Copy out all of the material below line for line, without changing a single character.
- - -
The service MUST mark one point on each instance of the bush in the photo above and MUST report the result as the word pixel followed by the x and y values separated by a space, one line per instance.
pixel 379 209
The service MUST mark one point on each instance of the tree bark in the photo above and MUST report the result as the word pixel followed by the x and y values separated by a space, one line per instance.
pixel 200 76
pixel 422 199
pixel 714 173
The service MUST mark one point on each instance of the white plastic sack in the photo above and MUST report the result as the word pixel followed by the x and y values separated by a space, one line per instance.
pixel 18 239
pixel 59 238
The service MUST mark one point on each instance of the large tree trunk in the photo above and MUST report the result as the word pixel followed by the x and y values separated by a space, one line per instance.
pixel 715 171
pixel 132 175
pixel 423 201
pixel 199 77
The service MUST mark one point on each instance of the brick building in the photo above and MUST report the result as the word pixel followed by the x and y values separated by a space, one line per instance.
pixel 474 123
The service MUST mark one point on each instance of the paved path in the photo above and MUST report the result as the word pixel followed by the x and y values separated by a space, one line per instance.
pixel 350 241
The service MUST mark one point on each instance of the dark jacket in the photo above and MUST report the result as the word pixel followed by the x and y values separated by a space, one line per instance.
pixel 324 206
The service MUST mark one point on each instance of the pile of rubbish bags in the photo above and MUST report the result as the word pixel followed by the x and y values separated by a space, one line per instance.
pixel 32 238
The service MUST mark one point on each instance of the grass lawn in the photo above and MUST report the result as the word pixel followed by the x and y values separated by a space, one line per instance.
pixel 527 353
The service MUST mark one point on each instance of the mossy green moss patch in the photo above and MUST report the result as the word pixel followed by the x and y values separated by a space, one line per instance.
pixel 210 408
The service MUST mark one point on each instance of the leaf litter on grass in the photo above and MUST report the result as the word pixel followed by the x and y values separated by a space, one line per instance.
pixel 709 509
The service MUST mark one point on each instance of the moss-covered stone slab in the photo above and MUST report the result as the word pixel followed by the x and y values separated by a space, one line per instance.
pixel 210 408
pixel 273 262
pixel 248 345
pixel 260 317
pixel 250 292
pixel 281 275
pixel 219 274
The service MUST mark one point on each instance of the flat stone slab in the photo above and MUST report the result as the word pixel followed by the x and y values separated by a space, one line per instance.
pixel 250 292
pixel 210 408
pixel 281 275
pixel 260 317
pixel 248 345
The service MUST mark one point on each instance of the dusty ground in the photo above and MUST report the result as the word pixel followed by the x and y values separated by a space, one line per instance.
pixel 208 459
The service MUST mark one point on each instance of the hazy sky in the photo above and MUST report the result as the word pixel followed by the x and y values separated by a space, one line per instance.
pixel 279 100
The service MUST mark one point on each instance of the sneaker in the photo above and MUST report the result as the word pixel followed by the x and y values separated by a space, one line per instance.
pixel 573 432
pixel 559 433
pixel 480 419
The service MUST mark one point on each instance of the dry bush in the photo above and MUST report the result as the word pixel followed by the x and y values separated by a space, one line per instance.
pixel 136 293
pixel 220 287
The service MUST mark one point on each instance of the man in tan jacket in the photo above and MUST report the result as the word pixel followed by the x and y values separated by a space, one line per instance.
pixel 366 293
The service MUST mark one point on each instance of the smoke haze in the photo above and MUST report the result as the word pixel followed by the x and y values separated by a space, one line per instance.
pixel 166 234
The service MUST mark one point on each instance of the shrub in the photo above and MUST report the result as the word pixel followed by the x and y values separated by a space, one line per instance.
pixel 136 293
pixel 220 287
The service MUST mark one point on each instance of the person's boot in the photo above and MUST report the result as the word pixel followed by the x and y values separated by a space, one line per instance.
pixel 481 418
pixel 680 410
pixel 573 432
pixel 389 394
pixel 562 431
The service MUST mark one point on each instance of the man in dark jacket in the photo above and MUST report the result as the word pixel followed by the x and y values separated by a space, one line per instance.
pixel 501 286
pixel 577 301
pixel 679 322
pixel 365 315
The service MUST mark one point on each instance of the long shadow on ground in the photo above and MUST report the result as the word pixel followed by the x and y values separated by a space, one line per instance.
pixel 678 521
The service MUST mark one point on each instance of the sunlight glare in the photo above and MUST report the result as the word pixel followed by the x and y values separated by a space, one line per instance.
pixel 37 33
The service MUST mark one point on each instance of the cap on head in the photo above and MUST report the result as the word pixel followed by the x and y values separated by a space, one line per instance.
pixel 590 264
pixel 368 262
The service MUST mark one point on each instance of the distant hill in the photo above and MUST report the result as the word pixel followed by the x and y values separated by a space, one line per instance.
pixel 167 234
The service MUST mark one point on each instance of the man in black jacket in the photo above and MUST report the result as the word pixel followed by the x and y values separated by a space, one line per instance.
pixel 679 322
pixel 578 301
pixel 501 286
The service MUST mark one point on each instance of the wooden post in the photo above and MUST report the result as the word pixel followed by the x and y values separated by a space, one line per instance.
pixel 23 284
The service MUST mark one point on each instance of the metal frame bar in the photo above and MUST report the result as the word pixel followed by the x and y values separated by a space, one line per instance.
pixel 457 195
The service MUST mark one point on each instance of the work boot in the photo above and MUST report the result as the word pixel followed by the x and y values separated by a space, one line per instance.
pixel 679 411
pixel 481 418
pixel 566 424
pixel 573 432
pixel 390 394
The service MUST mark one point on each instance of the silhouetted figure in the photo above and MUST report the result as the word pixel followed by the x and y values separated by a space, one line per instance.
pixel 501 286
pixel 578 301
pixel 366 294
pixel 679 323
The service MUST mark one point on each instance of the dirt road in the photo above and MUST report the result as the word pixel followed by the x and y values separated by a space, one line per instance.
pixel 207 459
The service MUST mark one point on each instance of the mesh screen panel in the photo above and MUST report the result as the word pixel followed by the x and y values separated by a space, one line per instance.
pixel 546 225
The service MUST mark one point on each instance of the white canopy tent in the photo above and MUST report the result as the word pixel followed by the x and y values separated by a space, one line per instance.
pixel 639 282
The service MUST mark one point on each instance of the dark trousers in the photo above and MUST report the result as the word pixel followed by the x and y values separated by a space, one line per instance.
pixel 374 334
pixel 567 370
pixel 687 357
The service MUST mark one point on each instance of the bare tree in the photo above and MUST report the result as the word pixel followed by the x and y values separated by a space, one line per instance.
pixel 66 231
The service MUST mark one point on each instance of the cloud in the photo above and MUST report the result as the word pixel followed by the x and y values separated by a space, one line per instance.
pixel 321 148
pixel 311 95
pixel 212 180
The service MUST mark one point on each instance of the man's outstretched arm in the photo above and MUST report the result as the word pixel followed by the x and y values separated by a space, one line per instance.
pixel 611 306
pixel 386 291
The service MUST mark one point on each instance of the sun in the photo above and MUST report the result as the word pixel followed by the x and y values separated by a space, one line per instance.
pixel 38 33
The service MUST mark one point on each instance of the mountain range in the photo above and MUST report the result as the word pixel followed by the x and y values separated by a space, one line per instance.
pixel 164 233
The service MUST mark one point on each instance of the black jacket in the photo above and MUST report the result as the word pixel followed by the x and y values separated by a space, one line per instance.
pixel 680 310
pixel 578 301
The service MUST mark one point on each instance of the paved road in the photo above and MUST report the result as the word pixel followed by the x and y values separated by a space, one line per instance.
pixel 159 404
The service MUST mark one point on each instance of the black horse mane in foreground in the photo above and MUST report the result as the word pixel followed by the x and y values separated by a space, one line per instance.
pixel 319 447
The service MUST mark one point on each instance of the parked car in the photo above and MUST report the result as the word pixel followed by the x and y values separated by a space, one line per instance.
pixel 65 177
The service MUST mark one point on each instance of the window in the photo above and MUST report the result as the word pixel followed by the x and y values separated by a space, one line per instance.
- - -
■ **WRITTEN RESPONSE**
The service MUST mark one point on each instance of the bush in the photo above and MUST report the result as the word pixel followed by the x and y values separated by a space, one line per instance.
pixel 379 209
The service MUST mark one point on each instance of the tree bark in the photo above and MUST report the result as the word pixel followed by the x and y values separated by a space, one line per instance.
pixel 200 76
pixel 422 199
pixel 714 173
The service MUST mark one point on each instance of the white plastic sack in the photo above and MUST report the result as the word pixel followed by the x and y values separated by a space, one line per instance.
pixel 18 239
pixel 59 238
The service MUST mark one point on each instance of the large tree trunk in the photo above and MUST report the result as the word pixel followed by the x and y values separated by a space, one line per instance.
pixel 715 171
pixel 132 175
pixel 423 201
pixel 199 77
The service MUST mark one point on each instance of the brick building in the photo above and MUST report the result as the word pixel followed by the x and y values separated by a space, one line per instance.
pixel 474 123
The service MUST mark one point on each instance of the paved path in the photo above and MUST report the result as the word pixel followed by the x and y values separated by a space, one line per instance.
pixel 350 241
The service MUST mark one point on each instance of the dark jacket in the photo above and MUST report the result as the word pixel followed by the x and y values separated by a space, one line per instance.
pixel 324 206
The service MUST mark one point on each instance of the pile of rubbish bags in the photo above and MUST report the result as the word pixel followed by the x and y values separated by a space, one line per instance.
pixel 32 238
The service MUST mark one point on each instance of the grass lawn in the photo above and MUST report the result as the word pixel followed by the x and y values separated by a space, one line per instance.
pixel 527 353
The service MUST mark one point on each instance of the mossy green moss patch in the photo above and MUST report the result as the word pixel followed by the x and y values separated by a space, one line per instance.
pixel 210 408
The service MUST mark one point on each instance of the leaf litter on grass in the photo above and MUST report the result as the word pixel followed by the x and y values separated by a space, one line per instance.
pixel 709 509
The service MUST mark one point on each instance of the moss-covered stone slab in the photo above and MUST report the result as the word pixel followed by the x and y values separated by a space, one line per instance.
pixel 210 408
pixel 273 262
pixel 248 345
pixel 260 317
pixel 250 292
pixel 281 275
pixel 219 274
The service MUST mark one point on each instance of the flat stone slab in the photo above and MUST report the result as the word pixel followed by the x and y values separated by a space, one line per instance.
pixel 250 292
pixel 210 408
pixel 281 275
pixel 260 317
pixel 248 345
The service MUST mark one point on each instance of the dusty ground in the photo above and MUST report the result as the word pixel followed by the x and y values separated by a space, one line per instance.
pixel 208 459
The service MUST mark one point on each instance of the hazy sky in the photo above and MUST report the result as the word pixel followed by the x and y values separated by a space, one line per instance.
pixel 279 100
The service MUST mark one point on each instance of the sneaker in the photo above and MUST report the result as the word pixel followed by the x and y values separated by a space, one line per instance.
pixel 573 432
pixel 559 433
pixel 480 419
The service MUST mark one point on each instance of the dry bush in the photo above and MUST report the result as the word pixel followed by the x and y values separated by a space, one line per instance.
pixel 136 293
pixel 220 287
The service MUST mark one point on each instance of the man in tan jacket in the photo above and MUST report the result as the word pixel followed by the x and y values separated by a space, one line per instance.
pixel 366 293
The service MUST mark one point on each instance of the smoke haze in the photo above and MUST report the result as the word pixel followed by the x and y values separated by a space, one line per instance.
pixel 166 234
The service MUST mark one point on each instance of the shrub in the photo above and MUST report the result as the word pixel followed by the x and y values separated by a space, one line per instance.
pixel 136 293
pixel 220 287
The service MUST mark one point on each instance of the person's boot in the photo above and MUST report the result as the word pixel followed by the x and y values separated by a space, one line per instance.
pixel 481 418
pixel 680 410
pixel 573 432
pixel 389 394
pixel 562 431
The service MUST mark one point on each instance of the man in dark jacket in the photo above and MUST report the result as the word pixel followed by the x and y values separated by a space, one line per instance.
pixel 501 286
pixel 577 301
pixel 679 322
pixel 365 315
The service MUST mark one point on each instance of the long shadow on ground in the photo above and MUST report the result as the word pixel followed by the x and y values separated by a space, one line per instance.
pixel 678 521
The service MUST mark one point on each instance of the sunlight glare in the photo above and MUST report the result as the word pixel followed by the x and y values separated by a space, one line per instance.
pixel 37 33
The service MUST mark one point on each instance of the cap on head in the photo above and MUST report the result as the word pixel followed by the x and y values separated by a space, one line per instance.
pixel 590 264
pixel 368 262
The service MUST mark one point on each instance of the distant hill in the photo above and MUST report the result as the word pixel followed by the x and y values separated by a space, one line per instance.
pixel 167 234
The service MUST mark one point on each instance of the man in black jacket in the photo above and MUST report the result as the word pixel followed by the x and y values separated by a space, one line per instance.
pixel 679 322
pixel 578 301
pixel 501 286
The service MUST mark one point on each instance of the wooden post in the photo above and MUST report the result as the word pixel followed by the x and y values separated by a space, one line per instance.
pixel 23 284
The service MUST mark one point on each instance of the metal frame bar in the photo above and MUST report the result as the word pixel followed by the x and y values separated by a space, one line per instance.
pixel 457 195
The service MUST mark one point on each instance of the work boot in the photo above and MUST report the result as the word pixel followed by the x and y values separated by a space, one line per instance.
pixel 679 411
pixel 481 418
pixel 566 424
pixel 573 432
pixel 390 394
The service MUST mark one point on each instance of the silhouetted figure in the photo above and MUST report the result as the word pixel followed by the x and y values separated by a space, one line per instance.
pixel 501 286
pixel 578 301
pixel 366 294
pixel 679 323
The service MUST mark one point on each instance of the dirt road in the photo above and MUST report the result as the word pixel followed by the x and y values separated by a space, one line per instance.
pixel 207 459
The service MUST mark one point on each instance of the mesh screen panel in the photo above and MUST report the result as the word pixel followed by the x and y values separated by a space, one line per instance.
pixel 546 225
The service MUST mark one point on each instance of the white canopy tent in the photo above and MUST report the result as the word pixel followed by the x and y values separated by a space, one line per instance.
pixel 639 282
The service MUST mark one point on each instance of the dark trousers in the photo above and MUST report the result as the word pixel followed by the x and y values separated by a space, one line per instance.
pixel 374 334
pixel 567 370
pixel 687 357
The service MUST mark one point on each instance of the bare tree in the photo above and MUST report the result as the word pixel followed by the x and y values separated by a space, one line per instance.
pixel 66 231
The service MUST mark one point on each instance of the cloud in the photo above and MUST report the result as the word pixel followed by the x and y values separated by a space, one line per instance.
pixel 321 148
pixel 311 95
pixel 212 180
The service MUST mark one point on each instance of the man's outstretched arm in the photo above and MUST report the result as the word pixel followed by the x and y values separated by a space, one line per instance.
pixel 611 306
pixel 386 291
The service MUST mark one point on each instance of the sun in the photo above and MUST report the result as the word pixel followed by the x and y values separated by a space, one line per instance.
pixel 38 33
The service MUST mark one point on each instance of the mountain range in the photo above and MUST report the result as the word pixel followed by the x and y values separated by a space, one line per instance.
pixel 164 233
The service MUST mark one point on each instance of the black jacket in the photo above and MUST report the result as the word pixel followed by the x and y values separated by a space, one line per instance.
pixel 680 310
pixel 578 301
The service MUST mark one point on each instance of the paved road in the photo above and MUST report the result as the word pixel followed by the x and y values separated by a space, one line per instance.
pixel 159 404
The service MUST mark one point on each instance of the black horse mane in foreground in the photo above and MUST report the result as the word pixel followed by the x and y values separated by a space, one line per instance.
pixel 319 447
The service MUST mark one point on each instance of the parked car in the photo above and MUST report the result as the word pixel followed by the x and y values separated by a space, one line per instance.
pixel 65 177
The service MUST mark one point on each instance of the window in the photo above and MUST report the result as the word pixel followed by the x and y values separated by a space, one line per instance.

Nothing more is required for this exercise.